* _Written problem_
Rewrite everything from the line containing "object | white ceiling" down to the end of the items below as a CSV with the two columns item_text and answer. Give one row per item, and put each value in one quoted field with its line breaks turned into spaces.

* _Entries shown_
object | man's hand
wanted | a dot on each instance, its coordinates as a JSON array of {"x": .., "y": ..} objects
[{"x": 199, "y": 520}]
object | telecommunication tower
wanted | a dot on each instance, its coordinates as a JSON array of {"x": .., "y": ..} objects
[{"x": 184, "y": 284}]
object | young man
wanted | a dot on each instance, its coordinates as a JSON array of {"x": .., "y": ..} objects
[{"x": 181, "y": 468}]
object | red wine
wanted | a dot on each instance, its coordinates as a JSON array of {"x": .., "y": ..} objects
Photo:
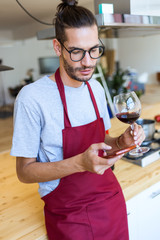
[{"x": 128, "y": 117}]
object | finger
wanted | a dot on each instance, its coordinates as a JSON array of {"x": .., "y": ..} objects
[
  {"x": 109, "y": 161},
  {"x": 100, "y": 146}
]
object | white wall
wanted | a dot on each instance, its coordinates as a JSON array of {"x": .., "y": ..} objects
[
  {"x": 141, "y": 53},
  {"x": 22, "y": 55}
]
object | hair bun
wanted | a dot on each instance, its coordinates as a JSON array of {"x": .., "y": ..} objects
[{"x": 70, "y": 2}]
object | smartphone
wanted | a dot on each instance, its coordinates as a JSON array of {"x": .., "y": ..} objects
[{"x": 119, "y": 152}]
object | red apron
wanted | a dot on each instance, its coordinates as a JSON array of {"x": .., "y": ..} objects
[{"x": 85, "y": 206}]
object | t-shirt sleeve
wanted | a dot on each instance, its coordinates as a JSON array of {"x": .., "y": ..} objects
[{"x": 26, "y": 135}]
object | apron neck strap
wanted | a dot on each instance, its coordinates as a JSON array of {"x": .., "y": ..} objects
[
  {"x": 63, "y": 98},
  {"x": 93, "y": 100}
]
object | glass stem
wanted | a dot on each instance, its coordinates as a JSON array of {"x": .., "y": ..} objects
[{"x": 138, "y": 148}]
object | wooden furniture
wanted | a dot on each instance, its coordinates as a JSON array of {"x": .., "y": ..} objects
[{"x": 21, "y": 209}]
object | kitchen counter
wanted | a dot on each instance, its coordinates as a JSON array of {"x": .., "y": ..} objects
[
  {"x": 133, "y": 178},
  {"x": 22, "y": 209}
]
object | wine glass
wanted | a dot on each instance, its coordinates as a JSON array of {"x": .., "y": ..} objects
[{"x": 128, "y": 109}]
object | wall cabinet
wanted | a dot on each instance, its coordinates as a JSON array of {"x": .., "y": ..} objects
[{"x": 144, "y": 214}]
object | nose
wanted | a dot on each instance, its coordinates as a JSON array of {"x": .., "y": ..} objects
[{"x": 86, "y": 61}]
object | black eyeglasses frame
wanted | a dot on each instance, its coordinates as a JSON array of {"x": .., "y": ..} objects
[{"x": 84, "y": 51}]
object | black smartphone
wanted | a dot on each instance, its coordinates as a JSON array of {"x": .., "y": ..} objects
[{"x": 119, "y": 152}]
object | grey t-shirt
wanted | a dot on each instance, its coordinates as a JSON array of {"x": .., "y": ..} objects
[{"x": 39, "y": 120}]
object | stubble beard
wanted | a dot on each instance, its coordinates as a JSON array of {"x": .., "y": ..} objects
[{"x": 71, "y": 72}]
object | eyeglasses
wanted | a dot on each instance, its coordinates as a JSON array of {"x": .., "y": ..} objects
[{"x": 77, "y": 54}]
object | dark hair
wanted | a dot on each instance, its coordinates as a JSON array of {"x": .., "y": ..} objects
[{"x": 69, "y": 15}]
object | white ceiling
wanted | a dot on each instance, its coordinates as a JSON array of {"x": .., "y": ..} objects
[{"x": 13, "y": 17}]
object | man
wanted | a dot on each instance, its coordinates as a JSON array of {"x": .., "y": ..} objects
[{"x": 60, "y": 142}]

* _Reply_
item_text,answer
"object | white ceiling wanted | a dot on each instance, its coordinates as a JSON array of {""x"": .., ""y"": ..} objects","[{""x"": 13, ""y"": 17}]"
"object | man wanted | a dot on each instance, its coordinates as a JSON array of {""x"": .., ""y"": ..} objects","[{""x"": 60, ""y"": 142}]"